__EXERCISE REQUIREMENTS__: Please edit the residency advice post, giving everything from "For the reason" down to "drop out late?" with "internal medicine" changed to "family medicine".

[Opening GIVEN PASSAGE section]

Thursday, May 8, 2014

US citizen IMG surgery prelim resident needs advice

Maicon, a non-designated preliminary general surgery resident, writes

I read with interest your post on matching rates for international medical graduates. I am a US citizen IMG, born here, but grew up (since 2 years of age) in another country and completed my medical school there a few years ago.

My USMLE scores are step 1 - 235, step 2 - 251, Step 2CS and Step 3 passed on first attempt. Knowing that general surgery was hard to get, I worked (unpaid) in the surgery department at a large Northeastern academic center.

I got a prelim spot at a decent program with a program director I respect. I worked my ass off, studied hard, and got in on research projects early.

ABSITE: 1st year - 90th percentile (highest in our class), it got me a 2nd year at the same program, 2nd year - 79th percentile.

Did a ton of research with a couple of publications and presentation, and won a teacher award by med students. My evals were good, and I got great recommendation letters. I thought I covered my bases.

My program doesn't have a spot for a 3rd year and am unable to find one, despite the good intentions of my mentors. It is frustrating that, try as I might, I am still out of a residency on June 30th of this year.

Should I continue to pursue the surgical field, do a research fellowship which I have seen from previous blogs/articles doesn't help much, do a subspecialty fellowship (Cardiothoracic ICU/critical care/Burns), or switch to medicine or FP? From, your previous posts, I feel you will probably suggest to switch.

Thanks for reading my blog and for your email. I am sympathetic to your plight. I've seen it many times.

I wish I was still running a program. It sounds like I could have used someone like you.

If you have no financial or other pressure to get on with your life and are young enough, I suggest you take a fellowship in one of the clinical areas you mentioned such as critical care. An accredited one is preferred because you could take the board exam when you finally get through a 5-year GS program. Even a non-accredited fellowship in a clinical area is better than doing research. Your chances of obtaining a categorical spot are enhanced by taking care of patients instead of test tubes.

 If you do a good job with the fellowship, you might be able to sneak into a categorical slot somewhere. Make sure you take the ABSITE again too. The scores are really important.

Have your program director keep an eye on the program directors' list serve. Categorical slots open up frequently—even into June.

Good luck.


  1. I agree with the recommendation to consider a fellowship, although I'm not quite as down on the idea of a research fellowship (perhaps because of my academic bias). Also, if you are willing to repeat a few years and truly love general surgery, you may step back to another P1/P2 year or even try to go through the match again as a categorical R1.

    If you can't find that, and still want to stay procedural, consider IM residency as opposed to FP - you could follow that with a procedural specialty like GI.

  2. Andrew, I have nothing against research. I just think that most program directors would prefer to hire replacement residents with recent clinical experience.

    I agree that going back through the match is a possible option, but in a recent post [], I pointed out that surgical program directors who were surveyed said that the least important factor in ranking applicants in the match was whether an applicant had done a preliminary year.

    For the reason you stated, I agree 100% with your advice to do internal medicine if surgery doesn't work out.

  3. Why are non-designated prelim spots even offered? Is it to provide a large pool of spares in case categorical residents drop out late?

    I am not tryimg to be snarky here.

  4. Anon, it's a good question. Honestly, non-designated prelim spots exist only for service and coverage. A few lucky prelims secure categorical positions, the rest are cast adrift.With the attrition rate of categorical residents holding steady at about 20%, there does need to be a pool of non-designated prelims. Does it need to be several hundred? No.

  5. Frankly, prelims are used as cheap labor. In my program, they were loved by the adjunct faculty because most of them were trained surgeons who were trying to branch into the states. Patients were taken care of with minimal teaching really required. However categoricals were from US Medical schools and had less clinical training. Some of the prelims would have made excellent surgeons. Just my opinion... I was one of those categoricals

    1. You are correct on all counts. They are very cheap labor. Who else would work 80+ hours/week for $50K and no guarantee of reaching their goal of becoming a surgeon. In many places, the prelims also get more time on the crappy rotations. Some of them would make excellent surgeons.

  6. I am happy to report that Maicon has secured a categorical position in general surgery.

  7. Congrats Maicon and thanks skeptical scalpel for letting us know. Being an IMG who wants to get into surgery myself, this gave me a ton of hope!

[Closing GIVEN PASSAGE section]
[Opening DATASET EXTRACT section]

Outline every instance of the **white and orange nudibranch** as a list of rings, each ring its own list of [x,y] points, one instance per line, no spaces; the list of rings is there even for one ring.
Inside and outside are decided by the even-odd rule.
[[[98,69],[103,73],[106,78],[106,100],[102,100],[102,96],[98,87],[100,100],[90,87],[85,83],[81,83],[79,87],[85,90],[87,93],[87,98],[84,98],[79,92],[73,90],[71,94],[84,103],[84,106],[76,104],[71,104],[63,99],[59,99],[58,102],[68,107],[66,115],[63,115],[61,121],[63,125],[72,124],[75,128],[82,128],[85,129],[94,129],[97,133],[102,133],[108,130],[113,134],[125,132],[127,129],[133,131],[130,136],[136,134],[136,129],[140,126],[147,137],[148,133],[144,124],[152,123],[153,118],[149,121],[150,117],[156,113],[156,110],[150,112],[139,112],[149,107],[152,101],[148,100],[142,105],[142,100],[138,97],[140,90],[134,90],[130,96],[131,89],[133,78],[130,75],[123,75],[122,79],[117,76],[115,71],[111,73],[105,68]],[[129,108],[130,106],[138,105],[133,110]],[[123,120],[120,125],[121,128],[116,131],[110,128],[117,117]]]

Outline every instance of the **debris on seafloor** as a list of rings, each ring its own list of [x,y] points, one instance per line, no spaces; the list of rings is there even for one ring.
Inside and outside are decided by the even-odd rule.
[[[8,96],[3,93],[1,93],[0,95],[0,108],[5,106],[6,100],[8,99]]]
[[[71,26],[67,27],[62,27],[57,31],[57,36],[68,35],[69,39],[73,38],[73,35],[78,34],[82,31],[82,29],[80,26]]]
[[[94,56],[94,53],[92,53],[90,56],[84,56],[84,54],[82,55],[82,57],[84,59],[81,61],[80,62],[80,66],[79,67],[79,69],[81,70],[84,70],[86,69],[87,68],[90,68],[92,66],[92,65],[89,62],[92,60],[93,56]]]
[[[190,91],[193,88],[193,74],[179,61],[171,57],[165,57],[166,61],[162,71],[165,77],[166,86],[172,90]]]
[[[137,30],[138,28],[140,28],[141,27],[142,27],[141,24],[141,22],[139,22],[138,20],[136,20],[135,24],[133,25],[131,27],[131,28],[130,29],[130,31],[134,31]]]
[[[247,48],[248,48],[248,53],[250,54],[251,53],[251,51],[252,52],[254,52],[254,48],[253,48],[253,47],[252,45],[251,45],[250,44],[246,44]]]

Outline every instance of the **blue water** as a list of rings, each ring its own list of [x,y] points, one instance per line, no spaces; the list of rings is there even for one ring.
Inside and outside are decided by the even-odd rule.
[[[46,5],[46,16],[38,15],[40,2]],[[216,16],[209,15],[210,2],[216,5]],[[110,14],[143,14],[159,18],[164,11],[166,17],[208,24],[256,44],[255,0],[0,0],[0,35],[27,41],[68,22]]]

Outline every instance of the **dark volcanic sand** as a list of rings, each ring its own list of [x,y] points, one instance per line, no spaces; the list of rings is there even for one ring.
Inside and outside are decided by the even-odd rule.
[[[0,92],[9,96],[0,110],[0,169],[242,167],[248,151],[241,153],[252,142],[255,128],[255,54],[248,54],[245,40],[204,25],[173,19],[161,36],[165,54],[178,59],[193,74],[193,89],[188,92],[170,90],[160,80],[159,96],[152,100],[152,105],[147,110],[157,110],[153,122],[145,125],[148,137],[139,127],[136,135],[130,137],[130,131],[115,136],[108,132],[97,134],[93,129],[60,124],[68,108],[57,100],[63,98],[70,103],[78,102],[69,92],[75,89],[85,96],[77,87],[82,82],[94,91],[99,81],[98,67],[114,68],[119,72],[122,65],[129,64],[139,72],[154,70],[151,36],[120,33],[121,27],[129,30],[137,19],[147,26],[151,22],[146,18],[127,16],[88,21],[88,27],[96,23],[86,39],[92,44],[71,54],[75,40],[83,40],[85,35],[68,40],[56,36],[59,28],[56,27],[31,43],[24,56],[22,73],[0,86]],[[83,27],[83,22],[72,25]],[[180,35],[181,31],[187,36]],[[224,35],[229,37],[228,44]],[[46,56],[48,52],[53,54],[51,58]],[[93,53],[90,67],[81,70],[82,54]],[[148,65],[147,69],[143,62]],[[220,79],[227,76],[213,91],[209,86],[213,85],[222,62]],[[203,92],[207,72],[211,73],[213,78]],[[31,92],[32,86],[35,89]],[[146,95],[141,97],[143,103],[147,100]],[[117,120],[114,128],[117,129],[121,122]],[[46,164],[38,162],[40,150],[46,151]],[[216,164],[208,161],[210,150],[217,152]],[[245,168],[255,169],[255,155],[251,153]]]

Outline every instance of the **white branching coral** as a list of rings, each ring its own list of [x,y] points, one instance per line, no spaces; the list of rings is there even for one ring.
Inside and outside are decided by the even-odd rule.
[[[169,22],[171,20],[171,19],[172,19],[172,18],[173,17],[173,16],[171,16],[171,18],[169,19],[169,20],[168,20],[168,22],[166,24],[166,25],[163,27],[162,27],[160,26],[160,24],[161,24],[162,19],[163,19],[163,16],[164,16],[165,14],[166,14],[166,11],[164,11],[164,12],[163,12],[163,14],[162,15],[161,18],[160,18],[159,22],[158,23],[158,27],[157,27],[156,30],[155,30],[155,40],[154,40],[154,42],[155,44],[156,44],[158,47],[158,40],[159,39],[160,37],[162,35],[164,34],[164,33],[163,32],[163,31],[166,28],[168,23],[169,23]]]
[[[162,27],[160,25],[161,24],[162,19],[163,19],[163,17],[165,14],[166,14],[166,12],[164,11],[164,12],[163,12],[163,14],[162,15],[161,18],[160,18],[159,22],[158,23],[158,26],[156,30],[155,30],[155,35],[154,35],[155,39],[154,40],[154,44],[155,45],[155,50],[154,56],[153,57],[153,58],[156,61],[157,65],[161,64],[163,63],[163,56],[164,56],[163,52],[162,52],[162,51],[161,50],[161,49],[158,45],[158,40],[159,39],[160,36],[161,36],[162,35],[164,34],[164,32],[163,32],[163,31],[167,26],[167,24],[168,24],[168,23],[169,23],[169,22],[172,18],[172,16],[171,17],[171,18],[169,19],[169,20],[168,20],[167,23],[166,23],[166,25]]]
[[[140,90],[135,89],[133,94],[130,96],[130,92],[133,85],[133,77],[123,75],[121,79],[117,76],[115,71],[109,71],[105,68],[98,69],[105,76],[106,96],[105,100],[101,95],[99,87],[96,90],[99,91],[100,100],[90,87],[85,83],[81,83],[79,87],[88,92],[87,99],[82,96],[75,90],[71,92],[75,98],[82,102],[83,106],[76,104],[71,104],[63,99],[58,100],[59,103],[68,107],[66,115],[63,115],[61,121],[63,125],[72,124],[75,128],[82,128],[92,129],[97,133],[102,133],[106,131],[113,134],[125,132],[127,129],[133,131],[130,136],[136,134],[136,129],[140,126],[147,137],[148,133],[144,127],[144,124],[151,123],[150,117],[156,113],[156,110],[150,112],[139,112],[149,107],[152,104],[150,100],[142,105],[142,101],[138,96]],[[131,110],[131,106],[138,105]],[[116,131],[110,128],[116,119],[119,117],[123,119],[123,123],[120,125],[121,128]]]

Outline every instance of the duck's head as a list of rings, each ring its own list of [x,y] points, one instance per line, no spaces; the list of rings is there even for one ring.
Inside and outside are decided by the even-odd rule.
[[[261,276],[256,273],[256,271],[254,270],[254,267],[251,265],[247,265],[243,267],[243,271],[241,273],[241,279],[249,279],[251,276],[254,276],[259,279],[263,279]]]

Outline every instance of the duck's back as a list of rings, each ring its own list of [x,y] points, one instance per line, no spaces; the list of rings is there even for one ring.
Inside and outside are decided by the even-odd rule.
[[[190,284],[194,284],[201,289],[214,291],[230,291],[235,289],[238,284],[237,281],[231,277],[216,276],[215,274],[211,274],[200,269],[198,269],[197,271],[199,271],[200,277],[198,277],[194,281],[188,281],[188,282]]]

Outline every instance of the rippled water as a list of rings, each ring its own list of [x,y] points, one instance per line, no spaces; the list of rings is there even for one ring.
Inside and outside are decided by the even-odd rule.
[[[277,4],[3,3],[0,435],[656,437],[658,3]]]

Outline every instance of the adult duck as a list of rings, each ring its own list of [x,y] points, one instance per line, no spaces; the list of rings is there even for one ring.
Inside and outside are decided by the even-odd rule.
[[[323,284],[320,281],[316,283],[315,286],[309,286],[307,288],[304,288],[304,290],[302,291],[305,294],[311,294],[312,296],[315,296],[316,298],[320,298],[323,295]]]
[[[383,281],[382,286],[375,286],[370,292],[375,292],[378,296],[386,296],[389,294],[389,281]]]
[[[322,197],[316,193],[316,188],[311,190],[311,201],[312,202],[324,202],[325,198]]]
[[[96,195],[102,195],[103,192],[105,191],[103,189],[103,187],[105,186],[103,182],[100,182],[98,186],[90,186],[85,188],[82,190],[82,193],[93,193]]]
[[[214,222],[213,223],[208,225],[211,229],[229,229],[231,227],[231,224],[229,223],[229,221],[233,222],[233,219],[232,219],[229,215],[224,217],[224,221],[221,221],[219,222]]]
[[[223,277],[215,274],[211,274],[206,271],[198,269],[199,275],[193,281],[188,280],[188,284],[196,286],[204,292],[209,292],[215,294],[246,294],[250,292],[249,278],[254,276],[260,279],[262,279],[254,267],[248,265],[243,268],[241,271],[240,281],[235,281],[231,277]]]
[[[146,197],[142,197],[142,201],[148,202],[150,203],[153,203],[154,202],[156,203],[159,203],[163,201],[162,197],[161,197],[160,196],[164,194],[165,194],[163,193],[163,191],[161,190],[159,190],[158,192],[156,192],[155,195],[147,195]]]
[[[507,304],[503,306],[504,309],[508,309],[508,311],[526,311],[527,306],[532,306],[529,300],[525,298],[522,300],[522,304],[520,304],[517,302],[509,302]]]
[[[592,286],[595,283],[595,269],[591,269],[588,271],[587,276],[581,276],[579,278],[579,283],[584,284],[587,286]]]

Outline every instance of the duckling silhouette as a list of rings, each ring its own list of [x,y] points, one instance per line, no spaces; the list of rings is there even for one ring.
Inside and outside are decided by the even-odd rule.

[Closing DATASET EXTRACT section]

__TASK OUTPUT__:
For the reason you stated, I agree 100% with your advice to do family medicine if surgery doesn't work out.

  3. Why are non-designated prelim spots even offered? Is it to provide a large pool of spares in case categorical residents drop out late?